══ DOKUMENT

VwGH 2003/06/0052

VwGH2003/06/005218.9.2003

Der Verwaltungsgerichtshof hat durch den Vorsitzenden Senatspräsident DDr. Jakusch und die Hofräte Dr. Händschke, Dr. Bernegger, Dr. Waldstätten und Dr. Rosenmayr als Richter, im Beisein der Schriftführerin Mag. Hofer, über die Beschwerde der O L in G, vertreten durch Dr. Hanspeter Pausch, Rechtsanwalt in 8010 Graz, Kaiserfeldgasse 13/3, gegen den Bescheid der Berufungskommission der Landeshauptstadt Graz vom 24. Februar 2003, Zl. A 17 - 6809/2002 - 1, betreffend Einwendungen gegen eine Baubewilligung (mitbeteiligte Partei: H K in G), zu Recht erkannt:

Normen

AVG §8;
BauG Stmk 1995 §26 Abs1 Z5;
BauG Stmk 1995 §26 Abs1;
BauG Stmk 1995 §65 Abs1;
BauRallg;
AVG §8;
BauG Stmk 1995 §26 Abs1 Z5;
BauG Stmk 1995 §26 Abs1;
BauG Stmk 1995 §65 Abs1;
BauRallg;

 

Spruch:

Der angefochtene Bescheid wird wegen Rechtswidrigkeit infolge Verletzung von Verfahrensvorschriften aufgehoben.

Die Landeshauptstadt Graz hat der Beschwerdeführerin Aufwendungen in der Höhe von EUR 1.171,20 binnen zwei Wochen bei sonstiger Exekution zu ersetzen. Das Kostenmehrbegehren der Beschwerdeführerin wird abgewiesen.

Begründung

Mit dem erstinstanzlichen Bescheid vom 28. November 2002 wurde der mitbeteiligten Partei (kurz: Bauwerber) die Bewilligung zur Errichtung eines Zubaues zu einem bestehenden Wohnhaus und zu Geländeveränderungen auf einem Grundstück in Graz mit einer Reihe von Vorschreibungen erteilt; die Einwendungen der Beschwerdeführerin (als Nachbarin) wurden hinsichtlich der Entsorgung der Niederschlagswässer als unbegründet abgewiesen, im Übrigen aber teils zurückgewiesen und teils auf den Zivilrechtsweg verwiesen.

════
══ GESPEICHERTES MATERIAL

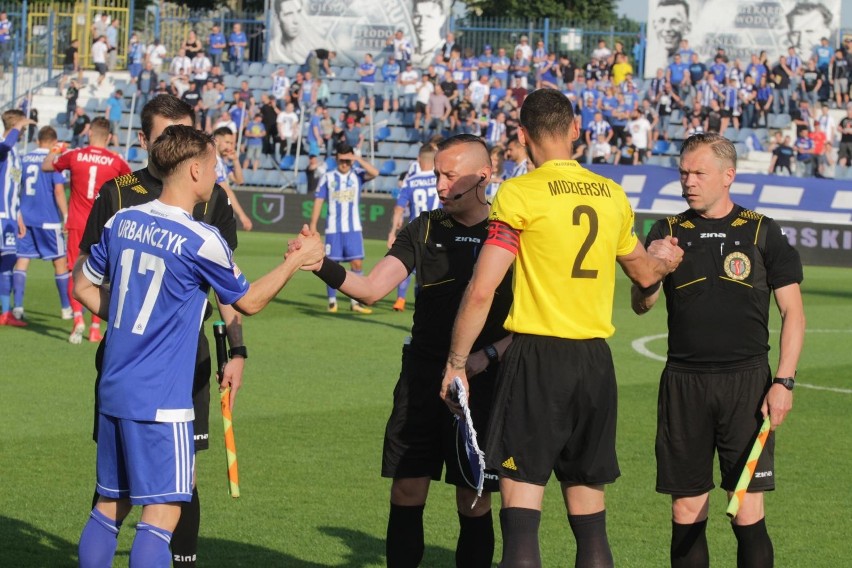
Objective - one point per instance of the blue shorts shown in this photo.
(9, 228)
(147, 462)
(343, 247)
(47, 244)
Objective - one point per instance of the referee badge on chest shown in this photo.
(737, 266)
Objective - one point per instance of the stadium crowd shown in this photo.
(623, 119)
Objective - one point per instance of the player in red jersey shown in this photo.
(90, 168)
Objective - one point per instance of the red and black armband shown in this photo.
(332, 273)
(502, 235)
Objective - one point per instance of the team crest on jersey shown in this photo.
(737, 266)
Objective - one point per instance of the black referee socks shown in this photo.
(520, 537)
(689, 545)
(592, 545)
(404, 544)
(475, 548)
(185, 537)
(754, 548)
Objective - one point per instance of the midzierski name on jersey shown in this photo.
(151, 235)
(594, 189)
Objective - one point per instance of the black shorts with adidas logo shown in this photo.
(555, 410)
(421, 434)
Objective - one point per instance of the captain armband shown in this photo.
(652, 289)
(502, 235)
(331, 273)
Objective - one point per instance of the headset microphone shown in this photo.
(462, 194)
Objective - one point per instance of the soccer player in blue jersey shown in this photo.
(43, 211)
(10, 178)
(418, 194)
(343, 239)
(161, 264)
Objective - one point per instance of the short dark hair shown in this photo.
(177, 144)
(723, 148)
(166, 106)
(547, 113)
(47, 134)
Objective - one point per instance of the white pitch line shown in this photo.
(641, 346)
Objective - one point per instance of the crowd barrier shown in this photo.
(816, 214)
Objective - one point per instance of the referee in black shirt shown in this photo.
(717, 386)
(442, 247)
(141, 187)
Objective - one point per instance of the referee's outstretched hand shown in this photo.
(776, 404)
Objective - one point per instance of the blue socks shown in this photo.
(402, 289)
(19, 283)
(98, 541)
(150, 547)
(62, 281)
(5, 291)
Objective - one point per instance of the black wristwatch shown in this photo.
(491, 353)
(788, 382)
(240, 351)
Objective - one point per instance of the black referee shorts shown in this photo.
(421, 434)
(715, 409)
(555, 411)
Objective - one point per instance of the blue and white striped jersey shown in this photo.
(342, 193)
(38, 202)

════

__AUFGABEN__:
- a) Beantworte zur Entscheidung des Verwaltungsgerichtshofs diese Fragen:
(i) Welchen Betrag muss die Landeshauptstadt Graz der Beschwerdeführerin ersetzen?
(ii) Von welchem Tag ist der Bescheid der ersten Instanz?
(iii) In welcher Stadt arbeitet der Rechtsanwalt, der die Beschwerdeführerin vertritt?
- b) Gib den Abschnitt aus der Entscheidung des Verwaltungsgerichtshofs wortgetreu wieder, beginnend bei „Der angefochtene Bescheid“ und endend bei „den Zivilrechtsweg verwiesen.“.
Das Material kommt aus einer anderen Quelle als die Entscheidung.

__ANTWORTEN IM EINZELNEN__:
- a)
(i) EUR 1.171,20
(ii) Vom 28. November 2002
(iii) In Graz

- b)
Der angefochtene Bescheid wird wegen Rechtswidrigkeit infolge Verletzung von Verfahrensvorschriften aufgehoben.

Die Landeshauptstadt Graz hat der Beschwerdeführerin Aufwendungen in der Höhe von EUR 1.171,20 binnen zwei Wochen bei sonstiger Exekution zu ersetzen. Das Kostenmehrbegehren der Beschwerdeführerin wird abgewiesen.

Begründung

Mit dem erstinstanzlichen Bescheid vom 28. November 2002 wurde der mitbeteiligten Partei (kurz: Bauwerber) die Bewilligung zur Errichtung eines Zubaues zu einem bestehenden Wohnhaus und zu Geländeveränderungen auf einem Grundstück in Graz mit einer Reihe von Vorschreibungen erteilt; die Einwendungen der Beschwerdeführerin (als Nachbarin) wurden hinsichtlich der Entsorgung der Niederschlagswässer als unbegründet abgewiesen, im Übrigen aber teils zurückgewiesen und teils auf den Zivilrechtsweg verwiesen.